THE PROBLEM
Of the entries below, restate word for word only the section that runs from the line with "[[11, 216]]" to the line with "[[153, 34]]", counting both ends.
======== RECORDS TO PROCESS
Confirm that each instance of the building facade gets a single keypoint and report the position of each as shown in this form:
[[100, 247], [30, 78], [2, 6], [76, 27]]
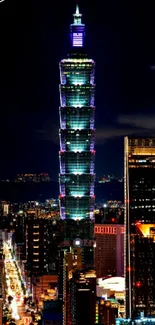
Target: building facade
[[139, 190], [77, 154], [109, 250]]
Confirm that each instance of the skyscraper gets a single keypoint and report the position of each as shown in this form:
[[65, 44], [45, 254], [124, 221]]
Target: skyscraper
[[139, 190], [77, 154]]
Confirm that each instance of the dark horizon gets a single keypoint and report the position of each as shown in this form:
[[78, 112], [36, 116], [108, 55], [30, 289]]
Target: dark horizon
[[34, 39]]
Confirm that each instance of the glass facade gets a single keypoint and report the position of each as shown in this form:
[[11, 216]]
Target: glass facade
[[139, 190], [77, 133]]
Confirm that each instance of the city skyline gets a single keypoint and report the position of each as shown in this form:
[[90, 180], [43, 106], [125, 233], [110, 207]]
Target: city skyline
[[29, 105]]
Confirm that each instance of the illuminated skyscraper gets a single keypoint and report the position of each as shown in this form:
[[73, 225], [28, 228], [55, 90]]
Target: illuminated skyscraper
[[77, 154], [139, 186]]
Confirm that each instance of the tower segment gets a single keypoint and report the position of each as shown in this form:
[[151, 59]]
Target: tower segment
[[77, 133]]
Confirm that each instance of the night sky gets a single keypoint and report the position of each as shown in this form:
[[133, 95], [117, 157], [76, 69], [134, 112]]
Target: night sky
[[34, 37]]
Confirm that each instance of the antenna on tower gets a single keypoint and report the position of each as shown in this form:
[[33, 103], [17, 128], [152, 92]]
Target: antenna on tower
[[77, 9]]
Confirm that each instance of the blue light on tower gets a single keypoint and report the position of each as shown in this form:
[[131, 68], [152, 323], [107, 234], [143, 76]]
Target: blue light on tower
[[77, 133]]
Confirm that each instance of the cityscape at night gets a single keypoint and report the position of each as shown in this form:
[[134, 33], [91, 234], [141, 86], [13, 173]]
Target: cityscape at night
[[77, 168]]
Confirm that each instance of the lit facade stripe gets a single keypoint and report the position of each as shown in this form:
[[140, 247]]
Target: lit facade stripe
[[77, 133]]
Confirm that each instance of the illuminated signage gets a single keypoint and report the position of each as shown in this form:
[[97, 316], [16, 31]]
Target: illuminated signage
[[105, 230]]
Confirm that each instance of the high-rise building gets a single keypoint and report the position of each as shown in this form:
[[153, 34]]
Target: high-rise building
[[77, 154], [83, 297], [139, 188], [109, 250]]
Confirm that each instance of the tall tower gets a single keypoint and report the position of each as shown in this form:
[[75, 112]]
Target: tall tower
[[139, 252], [77, 154]]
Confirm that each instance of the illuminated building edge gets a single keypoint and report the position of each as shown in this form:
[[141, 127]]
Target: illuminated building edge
[[77, 133]]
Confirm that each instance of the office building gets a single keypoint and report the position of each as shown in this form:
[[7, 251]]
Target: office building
[[83, 297], [106, 311], [139, 190], [77, 154], [109, 250]]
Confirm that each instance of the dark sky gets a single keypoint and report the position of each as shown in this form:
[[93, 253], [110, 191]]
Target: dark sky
[[34, 37]]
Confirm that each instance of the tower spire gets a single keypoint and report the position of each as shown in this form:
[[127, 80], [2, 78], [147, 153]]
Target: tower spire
[[77, 29]]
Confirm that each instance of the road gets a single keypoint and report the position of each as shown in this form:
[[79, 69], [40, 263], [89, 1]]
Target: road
[[13, 285]]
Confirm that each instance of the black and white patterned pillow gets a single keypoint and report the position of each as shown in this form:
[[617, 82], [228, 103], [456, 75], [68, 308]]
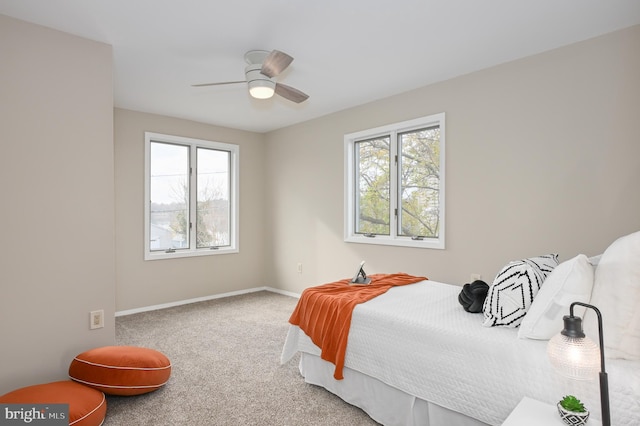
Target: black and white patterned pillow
[[514, 288]]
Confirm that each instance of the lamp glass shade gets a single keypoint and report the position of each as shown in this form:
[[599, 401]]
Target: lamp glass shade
================
ANSWER BELOW
[[11, 216]]
Target: glass facade
[[139, 190], [77, 133]]
Confirm that each instance of the city skyline gets a single keypoint and report the position of each as shown in this form:
[[90, 180], [43, 106], [125, 233], [110, 207]]
Target: city skyline
[[29, 105]]
Confirm that each instance of the illuminated skyscraper gets a single keypoint and report the position of each as shown in this form:
[[73, 225], [28, 228], [55, 90]]
Target: illuminated skyscraper
[[77, 154], [139, 186]]
Confirm that each instance of the tower segment gets a single keypoint and report the position of each as shown in this form:
[[151, 59]]
Target: tower segment
[[77, 133]]
Confirm that each instance of the night sky gets a single keypoint and report the position of each as shown in this form:
[[133, 95], [117, 157], [76, 69], [134, 112]]
Target: night sky
[[34, 37]]
Confirm that each instance of the antenna on tower gets a single keypoint and report the position of each as shown in this form:
[[33, 103], [17, 128], [152, 92]]
Target: antenna on tower
[[77, 9]]
Confirm that each instance of the blue light on tower gets a single keypoint and report the position of each as shown in this form:
[[131, 68], [152, 323], [107, 234], [143, 76]]
Target: blue light on tower
[[77, 133]]
Confirm that each instance of the cityscape at night gets a single keypoint and report the position of each as shown in this form:
[[134, 33], [91, 234], [141, 86], [13, 173]]
Target: cityscape at night
[[77, 168]]
Confirm that each instance of the lit facade stripe gets a single keypoint and report the position of each as shown in this form:
[[140, 247]]
Target: lit facade stripe
[[77, 133]]
Confirm that each instance of the illuminated signage gets a single keypoint and report the position of each as shown in this form:
[[97, 316], [16, 31]]
Target: illuminated signage
[[105, 230]]
Confirm that each instance of the high-rise building gets a single keypoint and report the position of each as shown in this form:
[[153, 34]]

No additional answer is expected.